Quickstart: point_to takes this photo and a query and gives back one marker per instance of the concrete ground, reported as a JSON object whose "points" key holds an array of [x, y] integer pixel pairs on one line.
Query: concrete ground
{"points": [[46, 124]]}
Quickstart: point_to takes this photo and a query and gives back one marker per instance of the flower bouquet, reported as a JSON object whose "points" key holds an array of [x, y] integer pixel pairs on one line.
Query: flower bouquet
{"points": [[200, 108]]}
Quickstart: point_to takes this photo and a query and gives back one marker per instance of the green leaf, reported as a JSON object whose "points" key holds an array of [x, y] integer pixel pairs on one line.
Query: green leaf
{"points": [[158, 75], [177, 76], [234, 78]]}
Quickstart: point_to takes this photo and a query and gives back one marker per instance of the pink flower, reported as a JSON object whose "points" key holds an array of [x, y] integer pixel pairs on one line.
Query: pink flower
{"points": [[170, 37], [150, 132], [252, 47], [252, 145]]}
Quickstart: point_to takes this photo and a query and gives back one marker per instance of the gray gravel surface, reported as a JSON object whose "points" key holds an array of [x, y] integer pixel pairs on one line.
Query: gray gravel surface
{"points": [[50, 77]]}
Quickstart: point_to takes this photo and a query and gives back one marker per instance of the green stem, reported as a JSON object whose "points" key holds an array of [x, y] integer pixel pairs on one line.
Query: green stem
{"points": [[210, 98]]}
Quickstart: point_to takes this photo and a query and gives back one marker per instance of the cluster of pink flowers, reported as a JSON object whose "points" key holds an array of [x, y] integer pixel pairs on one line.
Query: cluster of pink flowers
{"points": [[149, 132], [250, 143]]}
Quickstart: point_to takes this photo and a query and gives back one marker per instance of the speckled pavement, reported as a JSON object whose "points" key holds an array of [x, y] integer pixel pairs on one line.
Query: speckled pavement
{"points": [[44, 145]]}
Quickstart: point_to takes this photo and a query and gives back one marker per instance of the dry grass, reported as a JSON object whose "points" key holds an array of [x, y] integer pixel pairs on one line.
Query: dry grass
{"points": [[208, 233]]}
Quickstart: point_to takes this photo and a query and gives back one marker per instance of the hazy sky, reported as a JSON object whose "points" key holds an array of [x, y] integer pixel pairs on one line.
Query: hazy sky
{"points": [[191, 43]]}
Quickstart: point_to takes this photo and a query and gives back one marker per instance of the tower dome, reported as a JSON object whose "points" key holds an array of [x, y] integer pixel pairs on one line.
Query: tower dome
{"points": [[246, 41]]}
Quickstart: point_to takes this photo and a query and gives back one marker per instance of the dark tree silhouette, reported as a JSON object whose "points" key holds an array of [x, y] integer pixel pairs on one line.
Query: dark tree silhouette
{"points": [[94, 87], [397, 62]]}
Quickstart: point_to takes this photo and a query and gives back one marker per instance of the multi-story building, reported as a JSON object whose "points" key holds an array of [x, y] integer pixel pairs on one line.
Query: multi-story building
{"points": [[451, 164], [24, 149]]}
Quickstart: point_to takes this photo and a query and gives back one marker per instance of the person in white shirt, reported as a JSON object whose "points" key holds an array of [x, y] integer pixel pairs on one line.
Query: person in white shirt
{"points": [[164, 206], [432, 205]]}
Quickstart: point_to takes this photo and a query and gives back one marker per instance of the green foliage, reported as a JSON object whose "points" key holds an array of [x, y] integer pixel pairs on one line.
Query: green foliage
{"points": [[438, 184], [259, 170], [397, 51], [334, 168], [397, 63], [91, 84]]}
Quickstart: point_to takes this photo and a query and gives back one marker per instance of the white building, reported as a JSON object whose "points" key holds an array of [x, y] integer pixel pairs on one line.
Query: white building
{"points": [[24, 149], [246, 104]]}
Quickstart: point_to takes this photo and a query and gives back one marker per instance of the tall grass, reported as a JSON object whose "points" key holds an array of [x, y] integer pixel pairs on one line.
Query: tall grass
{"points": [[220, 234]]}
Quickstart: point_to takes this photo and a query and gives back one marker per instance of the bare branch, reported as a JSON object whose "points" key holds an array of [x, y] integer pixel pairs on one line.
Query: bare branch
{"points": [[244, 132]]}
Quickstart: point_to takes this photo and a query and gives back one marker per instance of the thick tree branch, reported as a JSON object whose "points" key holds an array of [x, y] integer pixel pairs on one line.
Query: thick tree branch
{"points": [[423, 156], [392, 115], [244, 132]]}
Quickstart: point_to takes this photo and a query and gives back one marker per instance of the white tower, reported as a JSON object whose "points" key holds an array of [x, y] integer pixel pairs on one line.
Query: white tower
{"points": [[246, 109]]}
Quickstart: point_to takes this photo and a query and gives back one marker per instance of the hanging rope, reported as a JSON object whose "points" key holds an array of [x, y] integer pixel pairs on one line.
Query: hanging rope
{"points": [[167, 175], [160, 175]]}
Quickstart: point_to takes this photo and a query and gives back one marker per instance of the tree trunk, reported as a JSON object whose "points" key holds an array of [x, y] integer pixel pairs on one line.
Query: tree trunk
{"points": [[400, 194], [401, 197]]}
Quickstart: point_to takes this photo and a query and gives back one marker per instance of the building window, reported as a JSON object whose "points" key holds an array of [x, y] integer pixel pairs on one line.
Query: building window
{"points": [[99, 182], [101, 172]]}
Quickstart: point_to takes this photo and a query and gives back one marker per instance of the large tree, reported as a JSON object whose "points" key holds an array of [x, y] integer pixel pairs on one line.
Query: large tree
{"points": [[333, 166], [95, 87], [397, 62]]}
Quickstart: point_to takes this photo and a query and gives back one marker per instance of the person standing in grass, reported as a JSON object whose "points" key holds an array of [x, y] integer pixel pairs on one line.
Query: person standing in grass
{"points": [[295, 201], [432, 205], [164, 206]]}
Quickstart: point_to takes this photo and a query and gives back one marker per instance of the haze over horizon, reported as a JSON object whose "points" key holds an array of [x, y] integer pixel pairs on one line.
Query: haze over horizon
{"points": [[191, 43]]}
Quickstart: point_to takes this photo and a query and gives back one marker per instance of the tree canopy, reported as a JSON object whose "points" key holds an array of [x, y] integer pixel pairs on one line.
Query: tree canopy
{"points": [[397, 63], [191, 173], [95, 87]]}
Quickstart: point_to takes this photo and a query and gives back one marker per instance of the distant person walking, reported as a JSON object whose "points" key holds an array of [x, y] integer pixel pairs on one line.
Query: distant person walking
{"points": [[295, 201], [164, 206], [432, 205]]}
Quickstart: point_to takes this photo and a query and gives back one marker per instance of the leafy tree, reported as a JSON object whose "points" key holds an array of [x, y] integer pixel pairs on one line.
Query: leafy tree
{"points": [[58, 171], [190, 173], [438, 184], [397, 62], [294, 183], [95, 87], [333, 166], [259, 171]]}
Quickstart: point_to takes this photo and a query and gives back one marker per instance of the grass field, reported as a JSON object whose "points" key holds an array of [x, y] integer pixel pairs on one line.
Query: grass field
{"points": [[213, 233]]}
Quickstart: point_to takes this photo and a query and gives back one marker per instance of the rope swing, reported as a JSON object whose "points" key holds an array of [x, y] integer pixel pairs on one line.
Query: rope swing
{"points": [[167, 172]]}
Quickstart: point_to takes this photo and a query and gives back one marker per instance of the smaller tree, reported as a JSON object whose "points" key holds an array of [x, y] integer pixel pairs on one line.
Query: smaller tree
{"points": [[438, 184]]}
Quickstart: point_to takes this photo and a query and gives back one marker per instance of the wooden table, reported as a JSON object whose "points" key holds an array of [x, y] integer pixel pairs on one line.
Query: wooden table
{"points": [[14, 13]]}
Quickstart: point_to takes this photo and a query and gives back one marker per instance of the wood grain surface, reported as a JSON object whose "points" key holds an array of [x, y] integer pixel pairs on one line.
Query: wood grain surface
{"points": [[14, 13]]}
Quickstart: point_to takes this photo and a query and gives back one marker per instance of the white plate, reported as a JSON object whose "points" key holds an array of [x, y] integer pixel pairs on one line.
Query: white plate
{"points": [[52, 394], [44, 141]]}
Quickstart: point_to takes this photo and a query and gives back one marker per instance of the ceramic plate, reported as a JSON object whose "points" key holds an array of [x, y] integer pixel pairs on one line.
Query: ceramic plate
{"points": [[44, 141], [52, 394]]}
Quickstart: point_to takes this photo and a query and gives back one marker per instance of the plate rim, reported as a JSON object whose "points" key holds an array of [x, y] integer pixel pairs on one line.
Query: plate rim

# Given request
Copy the rows word for word, from the line containing "of the thick" through the line containing "Query: thick tree branch".

# Solution to the exercise
Quickstart: point_to takes this photo and a query and gives back one marker per instance of the thick tree branch, reported as a JSON object whose "points" key holds an array of [x, y] integer pixel pairs on one line.
Query: thick tree branch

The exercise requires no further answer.